— Exercises to complete —
• A. In the paragraph of the NLLoc text that begins "The location algorithm used in NLLoc", list each cited work once, giving its authors and year.
• B. Please reproduce the passage of the NLLoc text between "The forward calculation" and "for each station.", inclusive.

The location algorithm used in NLLoc (Lomax,
et al., 2000) follows the inversion approach of Tarantola
and Valette (1982), and the earthquake location methods of Tarantola
and Valette (1982), Moser, van Eck and
Nolet
(1992) and Wittlinger et al.
(1993).
The errors in the observations (phase time picks) and in the forward
problem
(travel-time calculation) are assumed to be Gaussian. This assumption
allows
the direct, analytic calculation of a maximum likelihood origin time
given
the observed arrival times and the calculated travel times between the
observing stations and a point in xyz space. Thus the 4D problem of
hypocenter
location reduces to a 3D search over *x,y,z* space.

To make the location program efficient for complicated, 3D models,
the
travel-times between each station and all nodes of an *x,y,z*
spatial
grid are calculated once using a 3D version (Le
Meur, 1994; Le Meur, Virieux and Podvin,
1997) of the Eikonal finite-difference scheme of Podvin
and Lecomte (1991) and then stored on disk as travel-time grid
files.
This storage technique has been used by Wittlinger
et al. (1993), and in related approaches by Nelson
and Vidale (1990) and Shearer (1997).
The forward calculation during location reduces to retrieving the
travel-times
from the grid files and forming the misfit function *g*(**x**)
in, equation (3).

In addition, to save disk space and for faster calculation, a constant Vp/Vs ratio can be specified, and then only P travel-time grids are required for each station.

The Podvin and Lecomte (1991) algorithm and related methods use a finite-differences approximation of Huygen's principle to find the first arriving, infinite frequency travel times at all nodes of the grid. The algorithm of Podvin and Lecomte (1991) gives stable recovery of diffracted waves near surfaces of strong velocity contrast and thus it accurately produces travel times for diffracted and head waves. A limitation of the current 3D version of the method is a restriction to cubic grids. This may lead to excessively large travel-time grids if a relatively fine cell spacing is required along one dimension since the same spacing must be used for the other dimensions. This can be a problem for regional studies where a fine node spacing in depth is necessary, but the horizontal extent of the study volume can be much greater than the depth extent. Thus a modification of the travel times calculation to allow use of an irregular grid would be very useful.

— Excerpted records —
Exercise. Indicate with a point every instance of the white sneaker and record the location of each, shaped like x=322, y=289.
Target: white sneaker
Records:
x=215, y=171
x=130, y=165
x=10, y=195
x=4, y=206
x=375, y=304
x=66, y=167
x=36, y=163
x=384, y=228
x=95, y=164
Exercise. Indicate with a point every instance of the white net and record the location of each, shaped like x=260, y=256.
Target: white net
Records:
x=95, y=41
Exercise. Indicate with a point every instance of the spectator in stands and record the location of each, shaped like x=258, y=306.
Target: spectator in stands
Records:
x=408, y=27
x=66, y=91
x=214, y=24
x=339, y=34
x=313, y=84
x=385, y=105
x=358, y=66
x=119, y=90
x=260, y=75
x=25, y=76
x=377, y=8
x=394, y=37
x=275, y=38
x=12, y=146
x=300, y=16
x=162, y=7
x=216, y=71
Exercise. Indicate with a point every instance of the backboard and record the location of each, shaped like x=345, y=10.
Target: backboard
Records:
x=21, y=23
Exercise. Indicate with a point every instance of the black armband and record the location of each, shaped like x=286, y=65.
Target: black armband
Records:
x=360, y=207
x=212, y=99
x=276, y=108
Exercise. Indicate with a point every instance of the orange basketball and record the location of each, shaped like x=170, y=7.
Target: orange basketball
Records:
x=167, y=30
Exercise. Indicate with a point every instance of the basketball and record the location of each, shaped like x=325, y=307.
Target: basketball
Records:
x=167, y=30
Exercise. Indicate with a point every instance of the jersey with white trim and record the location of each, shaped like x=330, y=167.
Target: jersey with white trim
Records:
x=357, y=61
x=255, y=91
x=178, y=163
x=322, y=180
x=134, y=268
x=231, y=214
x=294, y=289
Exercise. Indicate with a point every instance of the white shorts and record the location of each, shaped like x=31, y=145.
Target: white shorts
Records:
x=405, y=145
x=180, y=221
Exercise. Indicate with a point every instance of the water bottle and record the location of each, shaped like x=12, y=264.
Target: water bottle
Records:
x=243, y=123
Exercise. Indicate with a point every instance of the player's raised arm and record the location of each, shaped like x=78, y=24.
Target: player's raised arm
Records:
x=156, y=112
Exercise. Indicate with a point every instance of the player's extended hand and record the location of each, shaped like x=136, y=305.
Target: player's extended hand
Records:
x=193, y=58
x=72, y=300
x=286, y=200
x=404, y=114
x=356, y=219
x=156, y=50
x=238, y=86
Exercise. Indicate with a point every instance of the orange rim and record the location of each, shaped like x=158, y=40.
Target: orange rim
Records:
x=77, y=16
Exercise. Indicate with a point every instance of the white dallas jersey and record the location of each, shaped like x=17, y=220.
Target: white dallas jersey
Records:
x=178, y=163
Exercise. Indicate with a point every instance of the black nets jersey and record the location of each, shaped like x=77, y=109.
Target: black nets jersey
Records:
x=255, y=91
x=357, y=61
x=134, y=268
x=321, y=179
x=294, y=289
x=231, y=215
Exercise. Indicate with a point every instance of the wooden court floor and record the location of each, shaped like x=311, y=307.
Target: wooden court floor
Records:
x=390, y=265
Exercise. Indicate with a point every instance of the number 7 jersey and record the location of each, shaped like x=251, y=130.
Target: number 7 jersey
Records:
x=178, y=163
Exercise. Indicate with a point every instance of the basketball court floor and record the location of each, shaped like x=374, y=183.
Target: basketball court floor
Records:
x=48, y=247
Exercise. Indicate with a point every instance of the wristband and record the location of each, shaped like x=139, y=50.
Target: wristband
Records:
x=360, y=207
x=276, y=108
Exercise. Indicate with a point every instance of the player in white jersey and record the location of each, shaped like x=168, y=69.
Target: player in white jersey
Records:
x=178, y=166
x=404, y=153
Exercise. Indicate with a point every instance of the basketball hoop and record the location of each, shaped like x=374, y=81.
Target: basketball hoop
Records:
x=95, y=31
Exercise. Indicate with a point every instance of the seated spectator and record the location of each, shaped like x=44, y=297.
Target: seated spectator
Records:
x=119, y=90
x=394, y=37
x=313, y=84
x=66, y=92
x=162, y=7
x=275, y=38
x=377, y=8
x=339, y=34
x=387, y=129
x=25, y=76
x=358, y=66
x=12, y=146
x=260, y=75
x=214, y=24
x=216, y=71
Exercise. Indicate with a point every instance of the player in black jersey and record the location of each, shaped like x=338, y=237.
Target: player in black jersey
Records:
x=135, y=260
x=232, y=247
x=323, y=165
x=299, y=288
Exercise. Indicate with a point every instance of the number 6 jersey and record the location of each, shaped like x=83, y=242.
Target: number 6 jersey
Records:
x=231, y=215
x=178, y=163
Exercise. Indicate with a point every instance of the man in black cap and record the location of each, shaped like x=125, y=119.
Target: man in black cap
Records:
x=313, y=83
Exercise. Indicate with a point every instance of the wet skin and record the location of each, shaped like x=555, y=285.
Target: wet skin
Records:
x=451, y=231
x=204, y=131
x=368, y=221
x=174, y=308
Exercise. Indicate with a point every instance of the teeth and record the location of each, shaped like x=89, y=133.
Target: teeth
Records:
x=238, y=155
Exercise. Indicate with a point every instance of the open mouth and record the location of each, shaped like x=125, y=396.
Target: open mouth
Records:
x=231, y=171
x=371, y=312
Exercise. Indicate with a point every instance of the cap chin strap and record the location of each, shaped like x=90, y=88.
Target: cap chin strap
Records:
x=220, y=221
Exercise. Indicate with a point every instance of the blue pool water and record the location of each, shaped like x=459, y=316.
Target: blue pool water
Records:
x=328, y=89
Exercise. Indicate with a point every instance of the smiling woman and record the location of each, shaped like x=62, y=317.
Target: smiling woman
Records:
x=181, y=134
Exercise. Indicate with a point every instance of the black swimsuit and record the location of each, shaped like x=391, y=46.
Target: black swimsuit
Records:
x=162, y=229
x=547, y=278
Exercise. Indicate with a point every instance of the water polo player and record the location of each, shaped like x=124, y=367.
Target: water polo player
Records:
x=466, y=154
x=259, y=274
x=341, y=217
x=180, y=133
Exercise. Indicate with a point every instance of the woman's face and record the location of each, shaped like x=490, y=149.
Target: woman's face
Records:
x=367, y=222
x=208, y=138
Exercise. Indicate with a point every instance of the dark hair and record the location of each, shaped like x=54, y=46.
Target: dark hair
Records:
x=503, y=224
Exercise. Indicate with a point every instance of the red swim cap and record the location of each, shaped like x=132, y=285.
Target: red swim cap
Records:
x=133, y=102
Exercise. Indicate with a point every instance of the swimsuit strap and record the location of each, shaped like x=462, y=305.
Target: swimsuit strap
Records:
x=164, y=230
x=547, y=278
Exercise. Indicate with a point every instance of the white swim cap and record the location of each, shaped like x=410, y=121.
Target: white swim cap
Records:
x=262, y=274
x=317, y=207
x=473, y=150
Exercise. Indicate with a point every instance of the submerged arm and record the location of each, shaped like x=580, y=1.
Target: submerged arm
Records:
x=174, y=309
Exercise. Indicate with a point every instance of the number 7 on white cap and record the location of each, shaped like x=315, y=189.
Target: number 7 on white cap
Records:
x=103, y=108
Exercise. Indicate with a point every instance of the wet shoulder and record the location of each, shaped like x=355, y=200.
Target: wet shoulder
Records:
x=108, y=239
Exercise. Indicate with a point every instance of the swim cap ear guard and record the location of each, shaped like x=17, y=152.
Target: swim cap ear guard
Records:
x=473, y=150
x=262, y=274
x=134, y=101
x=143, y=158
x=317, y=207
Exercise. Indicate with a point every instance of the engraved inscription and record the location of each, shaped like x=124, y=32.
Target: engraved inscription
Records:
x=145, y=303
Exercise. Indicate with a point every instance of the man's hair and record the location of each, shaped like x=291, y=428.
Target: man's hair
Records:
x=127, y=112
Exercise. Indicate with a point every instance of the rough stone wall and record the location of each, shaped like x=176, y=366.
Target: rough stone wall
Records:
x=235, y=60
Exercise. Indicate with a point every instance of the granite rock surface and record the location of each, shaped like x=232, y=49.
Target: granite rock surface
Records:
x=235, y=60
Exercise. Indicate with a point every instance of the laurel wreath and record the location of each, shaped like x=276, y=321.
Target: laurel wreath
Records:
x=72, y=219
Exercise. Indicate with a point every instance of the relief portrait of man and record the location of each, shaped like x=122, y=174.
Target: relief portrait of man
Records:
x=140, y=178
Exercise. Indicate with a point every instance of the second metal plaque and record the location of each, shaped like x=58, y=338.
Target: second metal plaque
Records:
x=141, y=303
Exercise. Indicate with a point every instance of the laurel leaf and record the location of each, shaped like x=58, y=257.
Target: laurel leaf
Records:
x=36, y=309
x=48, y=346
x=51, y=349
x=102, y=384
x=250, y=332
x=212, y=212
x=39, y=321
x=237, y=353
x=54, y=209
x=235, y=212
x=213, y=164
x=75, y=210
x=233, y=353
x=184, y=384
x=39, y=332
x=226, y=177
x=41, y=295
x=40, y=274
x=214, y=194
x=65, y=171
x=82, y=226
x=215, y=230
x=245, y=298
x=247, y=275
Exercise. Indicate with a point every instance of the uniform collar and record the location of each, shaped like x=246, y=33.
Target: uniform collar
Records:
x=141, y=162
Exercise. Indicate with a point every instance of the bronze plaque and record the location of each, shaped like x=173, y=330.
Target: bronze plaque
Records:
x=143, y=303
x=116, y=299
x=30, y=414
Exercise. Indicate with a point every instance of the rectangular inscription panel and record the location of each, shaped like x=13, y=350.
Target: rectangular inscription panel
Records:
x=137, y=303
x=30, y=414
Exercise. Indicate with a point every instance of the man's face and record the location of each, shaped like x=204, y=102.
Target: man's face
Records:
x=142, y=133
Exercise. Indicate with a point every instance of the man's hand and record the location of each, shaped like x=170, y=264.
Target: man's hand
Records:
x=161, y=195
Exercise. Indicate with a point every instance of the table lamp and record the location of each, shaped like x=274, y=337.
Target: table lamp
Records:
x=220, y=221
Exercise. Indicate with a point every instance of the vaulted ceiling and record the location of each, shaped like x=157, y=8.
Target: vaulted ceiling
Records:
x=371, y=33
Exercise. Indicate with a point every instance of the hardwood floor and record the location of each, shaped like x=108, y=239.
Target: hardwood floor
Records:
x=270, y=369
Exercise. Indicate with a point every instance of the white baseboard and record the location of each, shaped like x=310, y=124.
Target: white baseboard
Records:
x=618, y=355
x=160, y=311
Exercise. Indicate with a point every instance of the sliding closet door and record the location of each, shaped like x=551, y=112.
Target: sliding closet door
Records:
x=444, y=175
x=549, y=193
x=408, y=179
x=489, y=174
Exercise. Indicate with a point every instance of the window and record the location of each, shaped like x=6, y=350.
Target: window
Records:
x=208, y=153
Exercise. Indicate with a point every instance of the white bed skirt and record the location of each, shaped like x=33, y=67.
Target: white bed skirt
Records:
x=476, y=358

— The solutions —
• A.
- Lomax et al. (2000)
- Tarantola and Valette (1982)
- Moser, van Eck and Nolet (1992)
- Wittlinger et al. (1993)

• B.
The forward calculation during location reduces to retrieving the
travel-times
from the grid files and forming the misfit function *g*(**x**)
in, equation (3).

In addition, to save disk space and for faster calculation, a constant Vp/Vs ratio can be specified, and then only P travel-time grids are required for each station.